Compiti dell'esercizio =
**a)** Riscrivi in forma più breve il paragrafo del testo sulla messa in scena di Medeamaterial che comincia con "Müller e Langhoff appartengono", mantenendone i fatti principali.
**b)** Cita dal testo sulla messa in scena di Medeamaterial il passo che parte dalle parole "Müller e Langhoff" e si ferma dopo le parole "del futuro dell’umanità.".

Estratto del testo =
========================================================================
Del primo, sono le immagini della quotidianità della Berlino sventrata dalle bombe nel 1945 che lo avrebbero rapito; del secondo, le foto in bianco e nero molto contrastate delle derisorie fortezze lasciate dai tedeschi sulle coste della Normandia: i bunker che non servirono a respingere l’ondata delle truppe alleate nel 1944 e che ora giacciono sepolte nella sabbia.
Se guardiamo le due tele che costituiscono la scenografia principale dello spettacolo possiamo forse riconoscere questi riferimenti fotografici nelle opere realizzate dalla scenografa e costumista Catherine Rankl. Da una parte, la sequenza fotografica di una ballerina incornicia la visione panoramica di un museo in stato d’abbandono; dall’altra, una barca seppellita nella sabbia, che sembra aver impattato su una statua classica spezzata alla base, rinvia tanto al tema mitico di Giasone in Colchide che alle foto di Gautrand.
In entrambi i casi, al di là del serbatoio estetico in cui Langhoff ha nutrito la sua creazione, è quello dialettico che sembra contare di più: l’immagine della guerra di ieri e la necessità di una bellezza che ci salvi dal futuro. Il futuro, ieri, era la distruzione necessaria perché avvenga “il futuro dell’umanità”; oggi, invece, il regista dichiara di voler parlare della perdita di ogni coscienza storica, che invece ci aiuterebbe a capire l’origine della devastazione contemporanea di cui siamo tutti complici.
Se pensiamo alla difficoltà d’introdurre in Francia e nell’Europa occidentale questo teatro, possiamo forse capire meglio la difficoltà del pubblico francese oggi ad accettare il confronto spietato a cui questa produzione teatrale obbliga il suo pubblico.
Müller e Langhoff appartengono, ancora adesso, ad un teatro della Germania dell’Est intriso della tragedia vissuta dagli abitanti della DDR e della loro particolare disperazione. Inoltre, con quest’opera si ha a che fare con un teatro non brechtiano ma che fa i conti senza ipocrisie con Brecht, un teatro politico che non crede più nei lendemains qui chantent perché ha vissuto sulla propria pelle la dura disciplina quotidiana del futuro dell’umanità.
La forza con la quale Frédérique Lolliée porta in scena la Medea di Müller è infatti accolta con un primo distacco ed una certa ironia, come se il pubblico chiaramente comprendesse, ma rifiutasse la potenza brutale della protagonista di Medeamaterial. L’attrice mette in gioco tutta sé stessa, tutto il suo corpo e la sua maestria per servire un personaggio barbaro e selvaggio, certo, ma di una barbarie che ha che fare con una violenza particolare, quotidiana, banale ma anche storica. Impossibile per Langhoff, quindi, rinunciare ad una trovata di grande impatto già sperimentata nel 1983.
========================================================================
Materiale fornito =
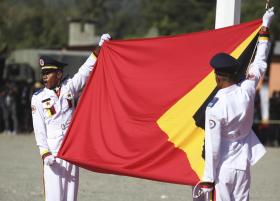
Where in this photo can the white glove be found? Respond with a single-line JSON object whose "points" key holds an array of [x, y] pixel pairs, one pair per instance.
{"points": [[103, 38], [267, 17], [49, 160]]}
========================================================================
Elenco delle soluzioni =
**a)** Müller e Langhoff fanno ancora parte di un teatro della Germania dell'Est segnato dalla tragedia e dalla disperazione degli abitanti della DDR. Quest'opera presenta un teatro non brechtiano che però si confronta apertamente con Brecht. È un teatro politico che non crede più nei lendemains qui chantent, perché ha provato direttamente la dura disciplina quotidiana del futuro dell'umanità.

**b)**
Müller e Langhoff appartengono, ancora adesso, ad un teatro della Germania dell’Est intriso della tragedia vissuta dagli abitanti della DDR e della loro particolare disperazione. Inoltre, con quest’opera si ha a che fare con un teatro non brechtiano ma che fa i conti senza ipocrisie con Brecht, un teatro politico che non crede più nei lendemains qui chantent perché ha vissuto sulla propria pelle la dura disciplina quotidiana del futuro dell’umanità.